BEGIN

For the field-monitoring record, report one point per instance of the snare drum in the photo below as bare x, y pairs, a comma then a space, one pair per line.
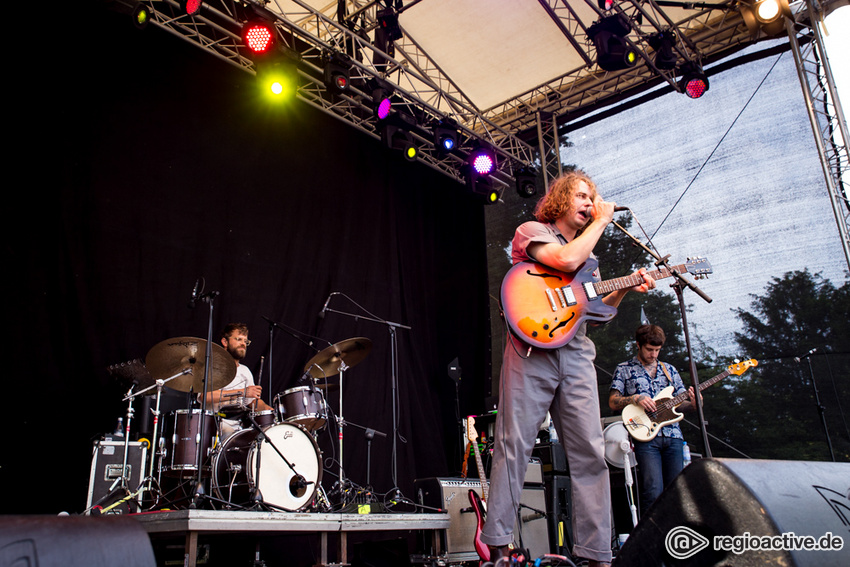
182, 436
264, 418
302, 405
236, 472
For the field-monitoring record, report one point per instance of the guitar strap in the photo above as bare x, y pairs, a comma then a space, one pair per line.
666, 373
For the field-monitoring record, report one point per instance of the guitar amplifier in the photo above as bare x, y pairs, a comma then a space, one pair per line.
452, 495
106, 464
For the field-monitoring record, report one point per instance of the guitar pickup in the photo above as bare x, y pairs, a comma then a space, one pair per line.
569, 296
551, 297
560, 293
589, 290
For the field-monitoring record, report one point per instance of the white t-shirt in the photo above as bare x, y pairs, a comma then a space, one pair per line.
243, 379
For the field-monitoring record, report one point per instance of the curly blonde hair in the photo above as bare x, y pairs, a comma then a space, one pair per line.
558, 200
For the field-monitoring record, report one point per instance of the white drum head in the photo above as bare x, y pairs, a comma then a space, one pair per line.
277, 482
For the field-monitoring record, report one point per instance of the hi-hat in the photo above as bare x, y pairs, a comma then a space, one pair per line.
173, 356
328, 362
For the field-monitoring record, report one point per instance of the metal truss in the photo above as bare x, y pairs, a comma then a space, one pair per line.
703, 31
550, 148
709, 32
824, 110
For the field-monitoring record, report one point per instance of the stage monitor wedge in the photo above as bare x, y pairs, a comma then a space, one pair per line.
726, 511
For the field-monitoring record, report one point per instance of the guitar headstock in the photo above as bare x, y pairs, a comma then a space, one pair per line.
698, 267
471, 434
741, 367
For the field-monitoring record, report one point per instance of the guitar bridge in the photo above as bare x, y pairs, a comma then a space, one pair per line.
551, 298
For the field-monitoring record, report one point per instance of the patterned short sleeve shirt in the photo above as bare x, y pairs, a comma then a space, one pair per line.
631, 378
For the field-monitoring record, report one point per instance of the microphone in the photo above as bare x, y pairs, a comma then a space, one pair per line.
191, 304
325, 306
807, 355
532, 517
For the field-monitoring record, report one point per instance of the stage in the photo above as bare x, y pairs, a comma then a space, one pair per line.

END

| Activity |
Your answer should be a precise transcript of the entries, minus the pictures.

| Expected answer |
For the field-monitoring record, report one point per instance of the snare drum in the photo below as bare x, y pairs, a comma then a space, one pair per line.
182, 436
264, 418
302, 405
236, 472
For the field-monitoring record, report one point per instance of the guitar strap in the photo above as bare x, y pairs, a comma then a space, one pair per line.
666, 373
For the field-monitoring record, report one point per instance of the guitar amplifier in the photo above as bare x, y pairs, a comma then a space, one pair per line.
452, 495
106, 464
For the field-monitoring record, report one point per instance of the guitar pickup in the photo above as bare x, y pairs, a comma then a space, one pair per line.
569, 296
551, 297
560, 293
589, 290
For the field-monitoring record, report one point per instance of the white t-shirt in the photo above as bare x, y pairs, a comma then a space, one pair per line.
243, 379
For the field-monitoring record, report one point per instance of the curly blonde hair in the photo above as bare x, y pairs, a comma then a space, one pair per line.
558, 200
For the field-monitoring record, report one point per instance of the white drum head in the photo above as bare x, y pairs, a comma then a space, one pair per line.
277, 482
For the field-monitoring record, report one point per instance of the hi-hat in the photo above as bare x, y pairs, a comma then a space, one pair per line.
173, 356
328, 362
For the field-monitoring record, report one point per instance of the metal truss in the photo above as bare x, y pairs, a comma then a space, one pair per line.
703, 31
550, 148
709, 32
824, 110
For the field-monitoring record, report one point per instance of the stage monitor wedge in the photo above as bare x, y pairs, a comma then a space, one pair per line.
726, 511
For the field-monitoring record, report one point per instance of the guitar headstock in the photo above as bare x, y pairs, a comma then a space, one pair per line.
698, 267
471, 434
741, 367
For the field-monitoring record, report one point per instance of the guitar bridge in the photo above as bare x, y pairs, a comma then a space, one pair per line.
551, 298
For the field-monitoring record, report one point per instance of the patterned short sleeve shirt in the photo above as bare x, y pairs, a comma then a space, one pair per line.
631, 378
For the field-monitoring record, report one point per instance of the microphone in the photo above as bare x, y pairs, a comma then a space, one pair per line.
191, 304
325, 306
807, 355
532, 517
For the field-monitoring record, report one point per instance of the stage in the photo above as bare x, y pairs, a comma then a space, one pair per line.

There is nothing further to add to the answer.